::: TEXTO EXTRAÍDO
-Dentro de quarenta dias... (1ª Leitura)
-O tempo se fez curto... (2ª Leitura)
-O tempo está realizado... (Evangelho)
Deus no hoje do homem
A Bíblia, revelação do Deus transcendente, abre-se e se fecha com observações
temporais: “No princípio Deus criou...” (Gn 1,1); “Sim, venho muito em breve...” (Ap
22, 20). Deus não é cultuado, na Bíblia, de modo atemporal e abstrato em sua essência
eterna, como nos filósofos gregos, mas em suas intervenções no momento presente do
homem, que fazem da história do mundo uma história divina. Na experiência humana do
tempo se sobrepõem dois aspectos: um regulado pelos ciclos da natureza (tempo
cósmico), e outro, ritmado pelo fluxo dos acontecimentos (tempo histórico).
O tempo histórico, na mentalidade do homem bíblico, é marcado por grandes
intervenções de Deus na história, de tal modo que a história do mundo se torna uma
história da salvação. Esta história caminha trabalhosamente, através de etapas sucessivas,
para Cristo, que representa seu cume e pleno acabamento. Cristo tem plena consciência
disto quando no início da sua pregação, declara expressamente: “O tempo está realizado
e o Reino de Deus está próximo...” (Evangelho). Pois com ele chegou a “plenitude dos
tempos.” Ele introduz assim na história, o elemento definitivo e discriminante pelo qual
podemos dizer: antes e agora.
::::::
*TAREFA ESCRITA A*
Reproduza fielmente o trecho do texto extraído que começa em "Deus no hoje" e segue até "acontecimentos (tempo histórico).".
::: REGISTROS FORNECIDOS
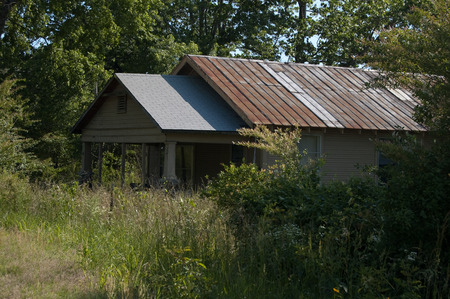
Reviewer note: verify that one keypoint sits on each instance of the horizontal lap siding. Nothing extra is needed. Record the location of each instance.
(133, 126)
(209, 159)
(344, 151)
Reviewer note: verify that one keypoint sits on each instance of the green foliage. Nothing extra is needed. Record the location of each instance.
(416, 57)
(66, 51)
(355, 238)
(15, 153)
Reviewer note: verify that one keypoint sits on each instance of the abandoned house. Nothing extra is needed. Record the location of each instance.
(186, 122)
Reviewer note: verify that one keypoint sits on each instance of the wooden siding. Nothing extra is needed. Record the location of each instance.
(209, 159)
(344, 151)
(132, 127)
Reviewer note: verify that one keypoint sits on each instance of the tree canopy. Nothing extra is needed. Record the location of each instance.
(64, 51)
(417, 58)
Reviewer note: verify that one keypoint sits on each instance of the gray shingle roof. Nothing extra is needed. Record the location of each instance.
(181, 103)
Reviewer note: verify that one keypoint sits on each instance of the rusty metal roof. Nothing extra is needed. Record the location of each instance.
(310, 96)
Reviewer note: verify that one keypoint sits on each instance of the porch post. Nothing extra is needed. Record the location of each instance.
(86, 162)
(122, 168)
(154, 163)
(100, 162)
(169, 160)
(144, 164)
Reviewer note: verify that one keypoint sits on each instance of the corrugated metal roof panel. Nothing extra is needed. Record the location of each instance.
(283, 94)
(181, 103)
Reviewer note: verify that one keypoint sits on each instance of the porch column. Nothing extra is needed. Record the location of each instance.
(122, 168)
(154, 163)
(86, 162)
(100, 162)
(169, 160)
(144, 164)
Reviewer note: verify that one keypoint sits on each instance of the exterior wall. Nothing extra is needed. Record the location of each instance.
(133, 126)
(209, 159)
(343, 152)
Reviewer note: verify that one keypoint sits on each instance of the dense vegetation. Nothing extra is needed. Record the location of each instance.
(274, 233)
(254, 233)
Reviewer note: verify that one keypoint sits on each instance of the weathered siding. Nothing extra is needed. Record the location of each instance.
(134, 126)
(209, 159)
(344, 151)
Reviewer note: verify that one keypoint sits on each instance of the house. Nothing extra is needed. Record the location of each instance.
(186, 122)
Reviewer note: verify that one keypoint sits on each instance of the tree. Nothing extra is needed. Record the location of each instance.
(417, 58)
(65, 50)
(242, 28)
(333, 30)
(14, 148)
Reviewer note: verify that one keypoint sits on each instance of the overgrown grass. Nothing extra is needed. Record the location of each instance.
(162, 243)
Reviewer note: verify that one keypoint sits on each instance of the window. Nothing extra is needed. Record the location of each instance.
(122, 104)
(184, 163)
(237, 154)
(382, 159)
(310, 143)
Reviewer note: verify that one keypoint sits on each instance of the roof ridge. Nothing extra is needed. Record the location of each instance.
(280, 62)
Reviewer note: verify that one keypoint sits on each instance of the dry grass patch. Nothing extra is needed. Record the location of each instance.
(30, 267)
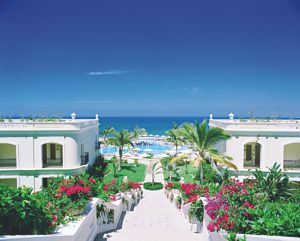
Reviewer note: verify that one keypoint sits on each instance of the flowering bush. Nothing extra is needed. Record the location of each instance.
(67, 198)
(169, 186)
(231, 208)
(112, 187)
(22, 212)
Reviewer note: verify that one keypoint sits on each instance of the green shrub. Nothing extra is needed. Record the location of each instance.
(153, 186)
(22, 212)
(197, 210)
(275, 183)
(280, 219)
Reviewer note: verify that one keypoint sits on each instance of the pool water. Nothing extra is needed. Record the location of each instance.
(154, 149)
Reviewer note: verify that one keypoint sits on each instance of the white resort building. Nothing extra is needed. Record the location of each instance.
(261, 143)
(32, 151)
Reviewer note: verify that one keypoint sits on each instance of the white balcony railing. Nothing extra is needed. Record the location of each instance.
(256, 124)
(65, 124)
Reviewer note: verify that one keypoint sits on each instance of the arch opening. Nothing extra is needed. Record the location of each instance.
(8, 155)
(52, 155)
(252, 155)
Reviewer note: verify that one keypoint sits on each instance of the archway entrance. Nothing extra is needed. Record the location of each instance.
(252, 151)
(52, 155)
(8, 156)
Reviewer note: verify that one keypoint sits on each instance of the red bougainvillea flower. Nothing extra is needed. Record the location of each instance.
(169, 185)
(91, 180)
(113, 198)
(58, 195)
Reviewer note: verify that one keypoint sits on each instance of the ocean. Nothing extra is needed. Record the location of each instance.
(153, 125)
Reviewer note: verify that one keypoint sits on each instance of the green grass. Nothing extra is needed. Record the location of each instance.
(192, 171)
(135, 173)
(153, 187)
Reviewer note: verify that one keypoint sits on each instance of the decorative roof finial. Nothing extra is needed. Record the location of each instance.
(73, 116)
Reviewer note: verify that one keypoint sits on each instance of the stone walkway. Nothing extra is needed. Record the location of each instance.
(153, 219)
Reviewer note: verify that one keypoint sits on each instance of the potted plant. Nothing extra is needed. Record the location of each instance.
(196, 213)
(168, 188)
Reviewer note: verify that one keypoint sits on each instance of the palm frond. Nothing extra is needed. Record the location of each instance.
(178, 159)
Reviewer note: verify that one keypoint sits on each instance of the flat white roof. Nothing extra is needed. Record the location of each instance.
(46, 125)
(256, 125)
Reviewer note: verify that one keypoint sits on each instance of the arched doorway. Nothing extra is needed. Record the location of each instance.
(252, 153)
(8, 155)
(291, 159)
(52, 155)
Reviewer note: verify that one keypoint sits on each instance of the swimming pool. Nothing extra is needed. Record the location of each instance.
(154, 149)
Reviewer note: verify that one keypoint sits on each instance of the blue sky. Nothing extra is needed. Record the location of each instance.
(150, 58)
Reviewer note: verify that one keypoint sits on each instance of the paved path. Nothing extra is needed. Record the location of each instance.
(154, 219)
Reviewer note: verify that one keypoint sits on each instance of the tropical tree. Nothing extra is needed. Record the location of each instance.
(121, 139)
(106, 132)
(137, 132)
(174, 137)
(202, 139)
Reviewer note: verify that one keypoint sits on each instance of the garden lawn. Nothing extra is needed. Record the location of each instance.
(135, 173)
(192, 171)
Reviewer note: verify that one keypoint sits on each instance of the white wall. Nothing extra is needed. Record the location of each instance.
(272, 149)
(292, 152)
(29, 150)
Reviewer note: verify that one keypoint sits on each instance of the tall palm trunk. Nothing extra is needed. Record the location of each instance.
(201, 173)
(120, 157)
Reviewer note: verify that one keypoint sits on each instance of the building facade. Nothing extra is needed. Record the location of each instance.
(32, 151)
(261, 143)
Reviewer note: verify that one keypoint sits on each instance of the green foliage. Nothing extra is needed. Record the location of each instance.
(97, 169)
(233, 237)
(280, 219)
(196, 210)
(135, 173)
(121, 139)
(153, 186)
(275, 183)
(165, 161)
(22, 212)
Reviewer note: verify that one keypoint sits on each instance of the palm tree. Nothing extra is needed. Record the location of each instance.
(120, 140)
(137, 132)
(174, 137)
(106, 132)
(202, 140)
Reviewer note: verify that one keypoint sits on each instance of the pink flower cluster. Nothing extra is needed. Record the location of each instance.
(108, 185)
(229, 208)
(188, 188)
(76, 189)
(169, 186)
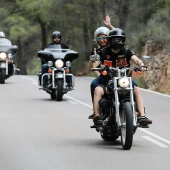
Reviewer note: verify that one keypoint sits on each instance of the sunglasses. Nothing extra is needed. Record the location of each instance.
(116, 40)
(56, 38)
(101, 38)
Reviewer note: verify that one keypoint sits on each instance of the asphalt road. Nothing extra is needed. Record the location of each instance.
(37, 133)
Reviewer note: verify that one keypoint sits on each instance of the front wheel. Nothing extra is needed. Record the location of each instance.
(59, 89)
(126, 117)
(2, 76)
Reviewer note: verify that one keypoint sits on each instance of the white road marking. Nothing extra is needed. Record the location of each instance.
(79, 101)
(156, 136)
(155, 141)
(72, 102)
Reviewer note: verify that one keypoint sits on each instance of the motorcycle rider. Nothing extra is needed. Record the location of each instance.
(6, 42)
(100, 36)
(113, 52)
(56, 39)
(3, 40)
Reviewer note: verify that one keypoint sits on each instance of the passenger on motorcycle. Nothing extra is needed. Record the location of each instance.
(115, 52)
(56, 39)
(100, 36)
(6, 42)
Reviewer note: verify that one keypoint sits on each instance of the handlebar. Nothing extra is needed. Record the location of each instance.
(138, 68)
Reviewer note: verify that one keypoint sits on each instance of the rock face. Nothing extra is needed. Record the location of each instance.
(158, 76)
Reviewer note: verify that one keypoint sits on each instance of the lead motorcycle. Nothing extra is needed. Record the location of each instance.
(7, 66)
(59, 62)
(118, 108)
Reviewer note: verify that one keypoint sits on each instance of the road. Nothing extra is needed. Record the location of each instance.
(37, 133)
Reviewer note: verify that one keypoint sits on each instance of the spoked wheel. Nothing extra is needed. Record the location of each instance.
(59, 89)
(127, 126)
(53, 96)
(104, 134)
(106, 137)
(2, 76)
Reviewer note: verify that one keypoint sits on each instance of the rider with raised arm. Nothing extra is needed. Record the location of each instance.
(56, 39)
(120, 56)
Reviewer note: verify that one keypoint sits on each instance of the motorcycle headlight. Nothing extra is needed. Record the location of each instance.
(3, 55)
(123, 82)
(68, 64)
(59, 63)
(50, 63)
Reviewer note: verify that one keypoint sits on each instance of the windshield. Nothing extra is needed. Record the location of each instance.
(56, 48)
(5, 42)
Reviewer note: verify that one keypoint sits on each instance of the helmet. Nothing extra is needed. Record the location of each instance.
(120, 42)
(56, 34)
(101, 30)
(2, 35)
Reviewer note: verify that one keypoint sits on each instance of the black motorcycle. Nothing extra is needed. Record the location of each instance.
(7, 66)
(118, 107)
(59, 73)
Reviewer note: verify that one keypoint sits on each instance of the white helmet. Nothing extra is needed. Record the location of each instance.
(101, 30)
(2, 35)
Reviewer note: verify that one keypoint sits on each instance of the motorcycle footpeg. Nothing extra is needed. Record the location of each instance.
(143, 126)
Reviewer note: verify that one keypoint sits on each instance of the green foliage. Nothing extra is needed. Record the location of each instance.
(29, 24)
(141, 82)
(34, 66)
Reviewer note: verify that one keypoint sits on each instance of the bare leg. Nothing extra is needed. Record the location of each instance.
(139, 101)
(98, 93)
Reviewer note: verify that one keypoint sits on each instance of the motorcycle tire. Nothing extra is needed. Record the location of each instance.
(2, 76)
(127, 131)
(53, 96)
(108, 138)
(59, 89)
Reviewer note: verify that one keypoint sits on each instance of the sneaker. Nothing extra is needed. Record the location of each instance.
(97, 120)
(92, 115)
(144, 121)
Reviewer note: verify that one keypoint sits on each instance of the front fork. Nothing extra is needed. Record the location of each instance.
(4, 65)
(117, 103)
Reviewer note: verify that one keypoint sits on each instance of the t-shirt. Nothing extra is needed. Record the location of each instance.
(116, 60)
(120, 59)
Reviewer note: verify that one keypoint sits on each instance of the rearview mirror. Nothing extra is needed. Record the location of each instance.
(146, 58)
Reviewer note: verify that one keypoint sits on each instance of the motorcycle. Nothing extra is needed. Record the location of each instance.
(7, 66)
(59, 62)
(118, 107)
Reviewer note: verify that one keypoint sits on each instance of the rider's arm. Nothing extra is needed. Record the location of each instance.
(137, 61)
(107, 22)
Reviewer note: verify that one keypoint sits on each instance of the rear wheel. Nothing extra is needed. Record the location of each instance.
(126, 117)
(53, 96)
(59, 89)
(2, 76)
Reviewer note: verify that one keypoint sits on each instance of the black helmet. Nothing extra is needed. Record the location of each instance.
(2, 35)
(56, 34)
(116, 39)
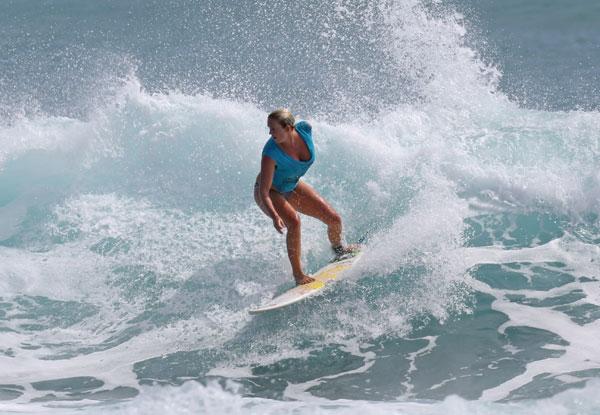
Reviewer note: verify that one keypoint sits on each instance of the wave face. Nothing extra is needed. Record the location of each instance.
(131, 248)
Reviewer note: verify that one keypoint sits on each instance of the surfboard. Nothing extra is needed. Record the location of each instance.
(325, 276)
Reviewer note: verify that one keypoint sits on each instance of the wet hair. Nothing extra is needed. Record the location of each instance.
(283, 116)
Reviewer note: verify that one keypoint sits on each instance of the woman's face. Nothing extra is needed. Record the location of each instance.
(279, 133)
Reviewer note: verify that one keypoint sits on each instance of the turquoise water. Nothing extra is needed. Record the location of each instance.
(462, 138)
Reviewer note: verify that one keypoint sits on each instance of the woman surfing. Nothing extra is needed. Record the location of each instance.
(280, 194)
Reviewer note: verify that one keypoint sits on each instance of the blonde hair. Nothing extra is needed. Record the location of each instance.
(283, 116)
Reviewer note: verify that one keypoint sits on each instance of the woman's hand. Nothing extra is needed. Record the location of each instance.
(278, 223)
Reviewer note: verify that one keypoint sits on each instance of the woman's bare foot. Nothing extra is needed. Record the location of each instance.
(303, 279)
(348, 250)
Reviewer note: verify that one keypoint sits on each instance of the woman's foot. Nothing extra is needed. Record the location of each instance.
(347, 251)
(303, 279)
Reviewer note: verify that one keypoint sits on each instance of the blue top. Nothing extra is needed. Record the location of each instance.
(287, 170)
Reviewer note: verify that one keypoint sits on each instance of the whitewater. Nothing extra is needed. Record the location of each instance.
(131, 249)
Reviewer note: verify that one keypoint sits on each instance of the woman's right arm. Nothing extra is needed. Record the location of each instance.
(267, 170)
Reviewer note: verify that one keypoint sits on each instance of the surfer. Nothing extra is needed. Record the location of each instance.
(280, 194)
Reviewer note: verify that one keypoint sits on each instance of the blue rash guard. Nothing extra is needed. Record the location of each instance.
(287, 170)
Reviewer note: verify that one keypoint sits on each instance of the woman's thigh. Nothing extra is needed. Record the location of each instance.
(307, 201)
(284, 209)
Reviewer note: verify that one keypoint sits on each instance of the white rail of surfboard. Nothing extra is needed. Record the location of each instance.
(328, 274)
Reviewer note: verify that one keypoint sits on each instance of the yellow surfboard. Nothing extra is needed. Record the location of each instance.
(323, 277)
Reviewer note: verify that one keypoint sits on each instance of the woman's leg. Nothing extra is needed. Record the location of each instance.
(307, 201)
(293, 235)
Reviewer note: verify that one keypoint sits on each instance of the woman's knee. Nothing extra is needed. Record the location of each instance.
(292, 221)
(334, 219)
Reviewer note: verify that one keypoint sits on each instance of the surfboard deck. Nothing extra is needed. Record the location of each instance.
(323, 277)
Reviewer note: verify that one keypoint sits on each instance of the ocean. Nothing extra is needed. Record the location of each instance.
(459, 139)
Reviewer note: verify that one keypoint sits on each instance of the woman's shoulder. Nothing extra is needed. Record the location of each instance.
(270, 146)
(304, 126)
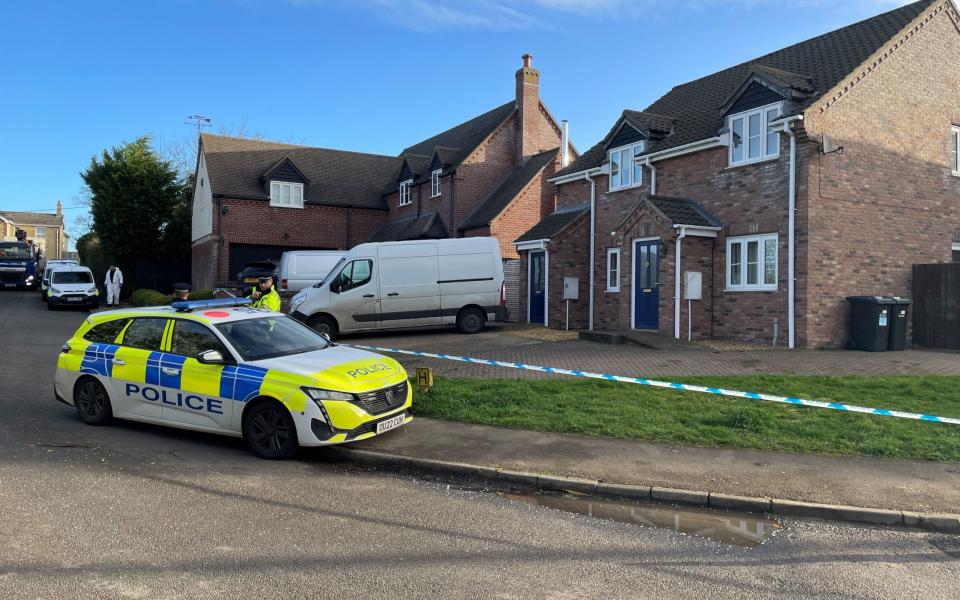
::::::
*TAREFA ESCRITA B*
Transcreva sem alterações as linhas dos registros, começando pela linha que contém "the woman's knee." e seguindo até o fim dos registros. Deixe as imagens de fora da resposta.

*RESPOSTA CORRETA A*
Deus no hoje do homem
A Bíblia, revelação do Deus transcendente, abre-se e se fecha com observações
temporais: “No princípio Deus criou...” (Gn 1,1); “Sim, venho muito em breve...” (Ap
22, 20). Deus não é cultuado, na Bíblia, de modo atemporal e abstrato em sua essência
eterna, como nos filósofos gregos, mas em suas intervenções no momento presente do
homem, que fazem da história do mundo uma história divina. Na experiência humana do
tempo se sobrepõem dois aspectos: um regulado pelos ciclos da natureza (tempo
cósmico), e outro, ritmado pelo fluxo dos acontecimentos (tempo histórico).

*RESPOSTA CORRETA B*
Reviewer note: verify that one keypoint sits on each instance of the woman's knee. Nothing extra is needed. Record the location of each instance.
(292, 221)
(334, 219)
Reviewer note: verify that one keypoint sits on each instance of the surfboard deck. Nothing extra is needed. Record the location of each instance.
(323, 277)
Reviewer note: verify that one keypoint sits on each instance of the ocean. Nothing extra is needed. Record the location of each instance.
(459, 139)
Reviewer note: verify that one keypoint sits on each instance of the woman's shoulder. Nothing extra is needed. Record the location of each instance.
(270, 146)
(304, 126)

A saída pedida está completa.